Please answer these questions about the humanitarian work interview below:
(a) What three things does the interview say they try to do through creativity?
(b) Whose effort does Azad say is behind every art lab?
(c) What part of the work do people usually see, according to Azad?

Text section:
##########

I think we genuinely enjoy having space for creativity, ideas, and exchange of thoughts. Through that creativity, we try to reach international audiences and also draw attention and fundraise.
  • What remains behind the scenes in humanitarian work but is important to know about?

Azad: Blood, sweat, and tears :). To keep providing support, we have to work a lot. We need to ensure the functioning of regional centers, organize art labs, camps, and more. Sometimes it’s a huge amount of bureaucratic work, as well as constant fundraising. For example, behind every art lab there is a huge effort by mentors, legal and procurement departments, and others. But what people usually see is the joyful part, when it is already underway.
  • How do you take care of your inner child, and where do you find energy in such difficult times?

##########

Referring expression pointing data:
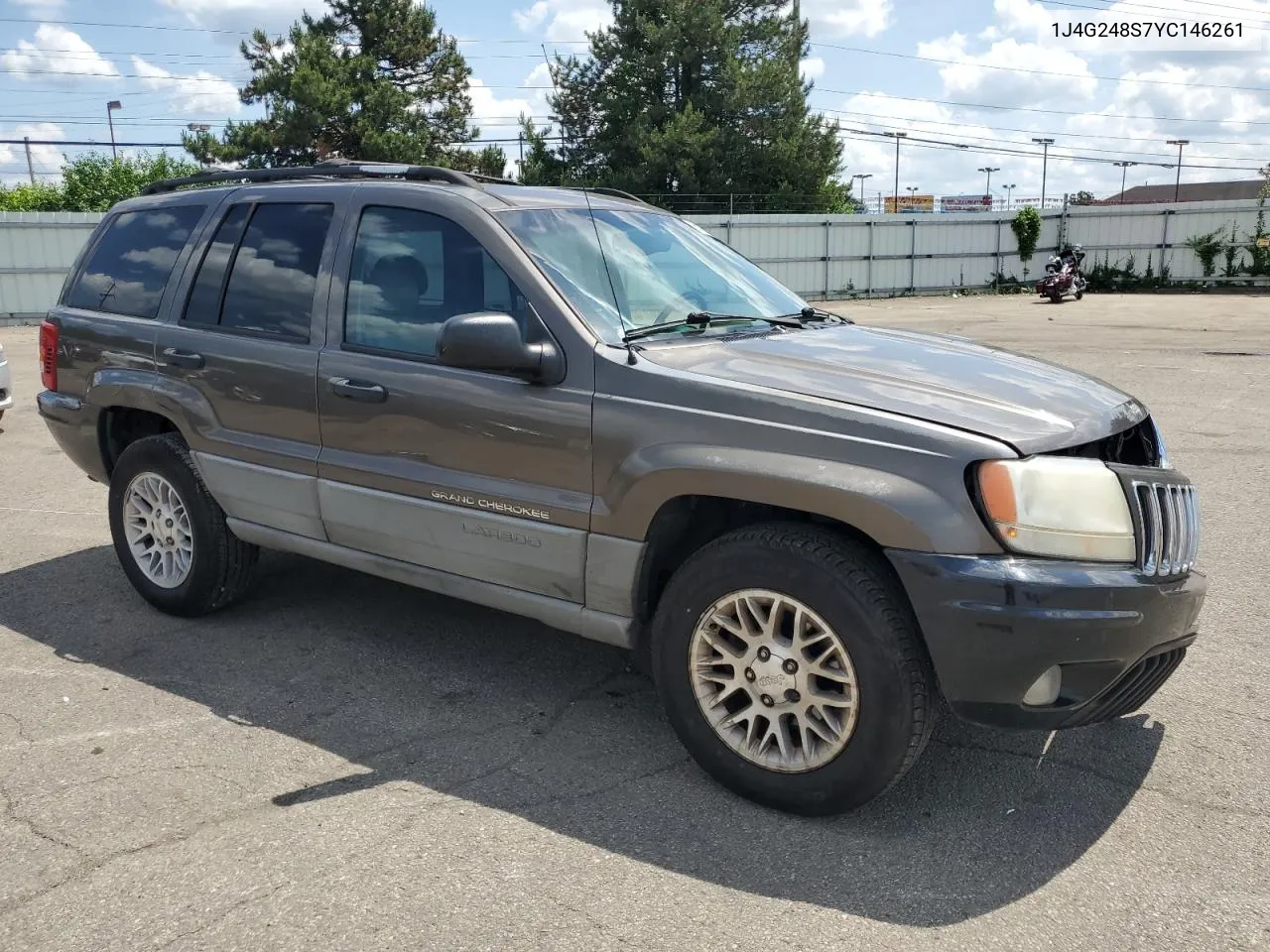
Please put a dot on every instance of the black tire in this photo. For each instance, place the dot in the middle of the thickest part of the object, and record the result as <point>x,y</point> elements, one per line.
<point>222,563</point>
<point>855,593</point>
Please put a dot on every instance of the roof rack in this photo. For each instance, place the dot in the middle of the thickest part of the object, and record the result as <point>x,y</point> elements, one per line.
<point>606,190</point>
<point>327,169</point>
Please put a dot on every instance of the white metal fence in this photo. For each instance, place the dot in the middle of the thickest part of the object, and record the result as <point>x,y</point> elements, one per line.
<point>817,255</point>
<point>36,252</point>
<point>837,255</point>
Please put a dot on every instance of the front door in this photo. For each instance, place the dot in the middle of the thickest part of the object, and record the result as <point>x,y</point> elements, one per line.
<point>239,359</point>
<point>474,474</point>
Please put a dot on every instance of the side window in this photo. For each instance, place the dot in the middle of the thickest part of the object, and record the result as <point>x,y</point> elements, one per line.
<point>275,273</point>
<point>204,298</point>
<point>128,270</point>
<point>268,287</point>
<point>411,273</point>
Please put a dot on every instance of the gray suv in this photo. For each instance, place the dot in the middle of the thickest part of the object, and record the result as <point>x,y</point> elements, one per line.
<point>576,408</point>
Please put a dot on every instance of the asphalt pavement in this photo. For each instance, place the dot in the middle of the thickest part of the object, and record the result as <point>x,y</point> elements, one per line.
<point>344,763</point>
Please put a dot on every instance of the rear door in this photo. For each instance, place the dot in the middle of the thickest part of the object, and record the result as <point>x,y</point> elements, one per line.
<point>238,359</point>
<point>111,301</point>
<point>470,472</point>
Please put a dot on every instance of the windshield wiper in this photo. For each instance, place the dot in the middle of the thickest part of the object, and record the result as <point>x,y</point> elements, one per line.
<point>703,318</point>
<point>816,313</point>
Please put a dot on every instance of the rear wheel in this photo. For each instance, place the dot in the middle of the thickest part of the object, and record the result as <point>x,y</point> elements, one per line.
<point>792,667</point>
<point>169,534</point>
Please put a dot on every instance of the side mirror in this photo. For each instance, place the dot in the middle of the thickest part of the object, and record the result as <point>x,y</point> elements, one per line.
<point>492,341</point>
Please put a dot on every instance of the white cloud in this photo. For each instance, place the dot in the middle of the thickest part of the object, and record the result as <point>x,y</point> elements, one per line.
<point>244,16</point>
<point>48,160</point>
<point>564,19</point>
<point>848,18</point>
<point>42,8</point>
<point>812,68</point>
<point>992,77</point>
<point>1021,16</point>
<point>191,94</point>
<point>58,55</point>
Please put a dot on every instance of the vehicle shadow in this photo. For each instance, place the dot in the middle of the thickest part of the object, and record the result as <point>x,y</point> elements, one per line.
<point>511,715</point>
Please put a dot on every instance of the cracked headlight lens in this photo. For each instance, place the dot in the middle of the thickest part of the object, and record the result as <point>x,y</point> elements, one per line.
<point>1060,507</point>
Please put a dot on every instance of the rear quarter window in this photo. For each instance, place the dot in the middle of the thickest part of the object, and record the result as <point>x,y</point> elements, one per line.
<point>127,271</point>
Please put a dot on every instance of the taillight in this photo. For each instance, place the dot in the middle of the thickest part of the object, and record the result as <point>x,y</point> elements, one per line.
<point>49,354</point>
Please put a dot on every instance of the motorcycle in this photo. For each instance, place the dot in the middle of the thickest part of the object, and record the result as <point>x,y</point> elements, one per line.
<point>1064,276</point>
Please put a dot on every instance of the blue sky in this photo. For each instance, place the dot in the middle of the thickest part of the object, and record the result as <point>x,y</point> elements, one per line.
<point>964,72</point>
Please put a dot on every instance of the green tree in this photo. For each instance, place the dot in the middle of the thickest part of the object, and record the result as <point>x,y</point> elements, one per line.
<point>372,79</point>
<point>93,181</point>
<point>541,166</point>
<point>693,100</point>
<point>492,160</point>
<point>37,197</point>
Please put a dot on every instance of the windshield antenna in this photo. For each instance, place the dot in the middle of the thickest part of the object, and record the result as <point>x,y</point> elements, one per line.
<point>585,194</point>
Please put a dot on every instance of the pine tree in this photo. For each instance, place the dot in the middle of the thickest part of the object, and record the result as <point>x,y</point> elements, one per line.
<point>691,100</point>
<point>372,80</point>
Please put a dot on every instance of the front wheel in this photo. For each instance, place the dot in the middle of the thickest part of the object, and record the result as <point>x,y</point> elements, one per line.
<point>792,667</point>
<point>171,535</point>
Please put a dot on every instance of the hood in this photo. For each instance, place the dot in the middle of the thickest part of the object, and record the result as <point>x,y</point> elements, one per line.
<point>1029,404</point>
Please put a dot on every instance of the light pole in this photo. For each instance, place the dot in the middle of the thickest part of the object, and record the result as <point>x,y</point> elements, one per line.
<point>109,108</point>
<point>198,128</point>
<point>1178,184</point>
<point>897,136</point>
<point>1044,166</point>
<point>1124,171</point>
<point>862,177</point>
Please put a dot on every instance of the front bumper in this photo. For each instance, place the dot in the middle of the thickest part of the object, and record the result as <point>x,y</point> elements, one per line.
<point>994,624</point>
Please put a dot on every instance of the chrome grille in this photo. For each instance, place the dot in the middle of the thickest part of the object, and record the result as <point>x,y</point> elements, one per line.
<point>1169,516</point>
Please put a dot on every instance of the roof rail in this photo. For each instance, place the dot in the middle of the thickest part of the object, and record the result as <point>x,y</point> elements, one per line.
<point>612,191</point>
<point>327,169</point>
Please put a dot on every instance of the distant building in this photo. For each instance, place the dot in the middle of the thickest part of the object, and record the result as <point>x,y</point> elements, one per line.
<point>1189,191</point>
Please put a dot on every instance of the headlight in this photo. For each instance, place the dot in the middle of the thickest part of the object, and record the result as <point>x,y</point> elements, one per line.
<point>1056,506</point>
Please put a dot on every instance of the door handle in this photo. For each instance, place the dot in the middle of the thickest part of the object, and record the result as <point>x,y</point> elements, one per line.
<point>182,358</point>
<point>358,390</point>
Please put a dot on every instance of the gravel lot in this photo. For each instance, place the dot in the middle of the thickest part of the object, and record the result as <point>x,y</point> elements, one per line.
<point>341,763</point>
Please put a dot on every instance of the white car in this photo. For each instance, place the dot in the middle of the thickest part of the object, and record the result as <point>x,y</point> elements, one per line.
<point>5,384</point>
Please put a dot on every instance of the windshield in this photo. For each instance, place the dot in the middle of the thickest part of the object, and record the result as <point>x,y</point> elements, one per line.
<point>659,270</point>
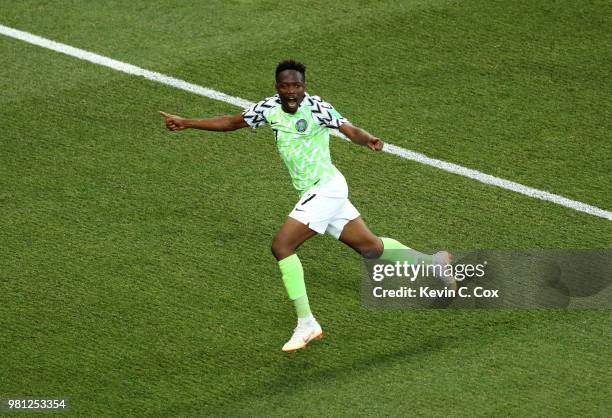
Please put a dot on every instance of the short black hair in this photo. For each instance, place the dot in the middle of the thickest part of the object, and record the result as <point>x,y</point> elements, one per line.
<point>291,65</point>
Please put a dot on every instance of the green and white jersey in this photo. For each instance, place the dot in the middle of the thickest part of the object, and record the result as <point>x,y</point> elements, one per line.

##########

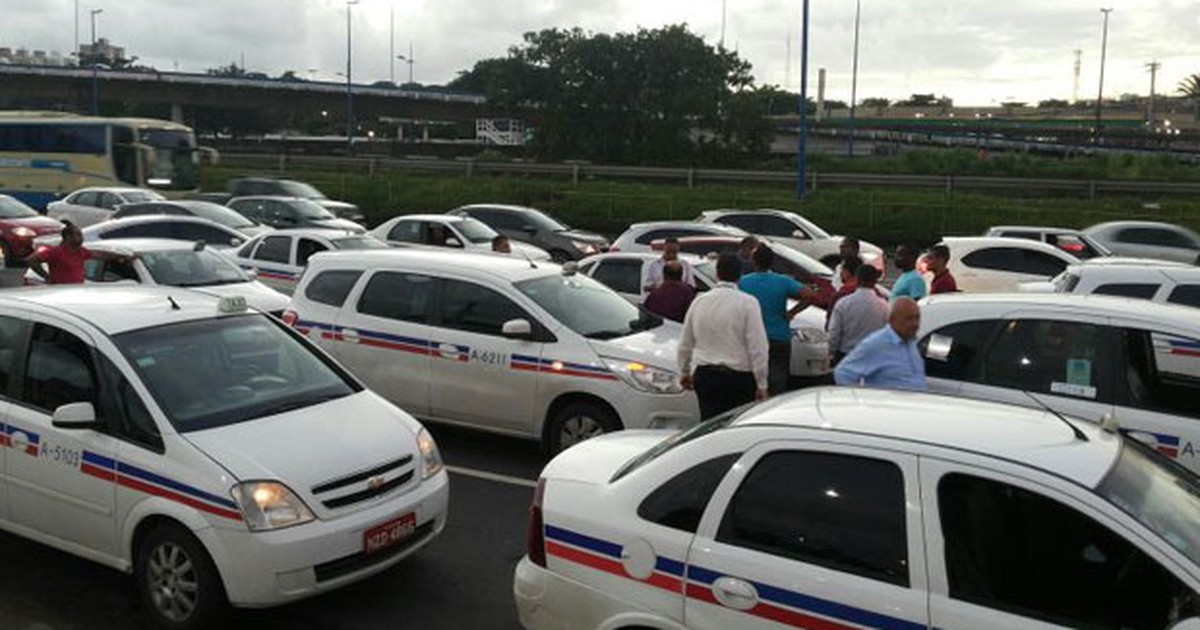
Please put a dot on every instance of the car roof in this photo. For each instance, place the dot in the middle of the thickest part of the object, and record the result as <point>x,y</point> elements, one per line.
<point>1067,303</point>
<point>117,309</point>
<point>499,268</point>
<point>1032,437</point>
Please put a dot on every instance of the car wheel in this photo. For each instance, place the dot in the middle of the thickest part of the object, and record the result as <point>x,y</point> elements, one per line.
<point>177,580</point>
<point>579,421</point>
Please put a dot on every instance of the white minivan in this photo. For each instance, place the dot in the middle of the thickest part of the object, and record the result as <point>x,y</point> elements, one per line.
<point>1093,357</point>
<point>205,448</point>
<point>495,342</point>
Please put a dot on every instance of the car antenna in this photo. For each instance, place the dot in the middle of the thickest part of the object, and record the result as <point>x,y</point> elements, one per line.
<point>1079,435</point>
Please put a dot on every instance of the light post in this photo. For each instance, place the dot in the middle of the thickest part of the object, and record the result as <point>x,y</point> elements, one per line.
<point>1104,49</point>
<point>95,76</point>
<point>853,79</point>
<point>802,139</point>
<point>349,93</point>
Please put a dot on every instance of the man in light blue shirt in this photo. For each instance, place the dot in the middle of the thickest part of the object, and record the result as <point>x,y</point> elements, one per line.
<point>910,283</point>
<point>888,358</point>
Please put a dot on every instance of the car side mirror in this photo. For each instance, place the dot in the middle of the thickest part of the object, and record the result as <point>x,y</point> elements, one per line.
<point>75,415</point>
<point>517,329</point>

##########

Solved problem:
(a) Reach international audiences, draw attention, and fundraise.
(b) Mentors, legal and procurement departments, and others.
(c) The joyful part, when it is already underway.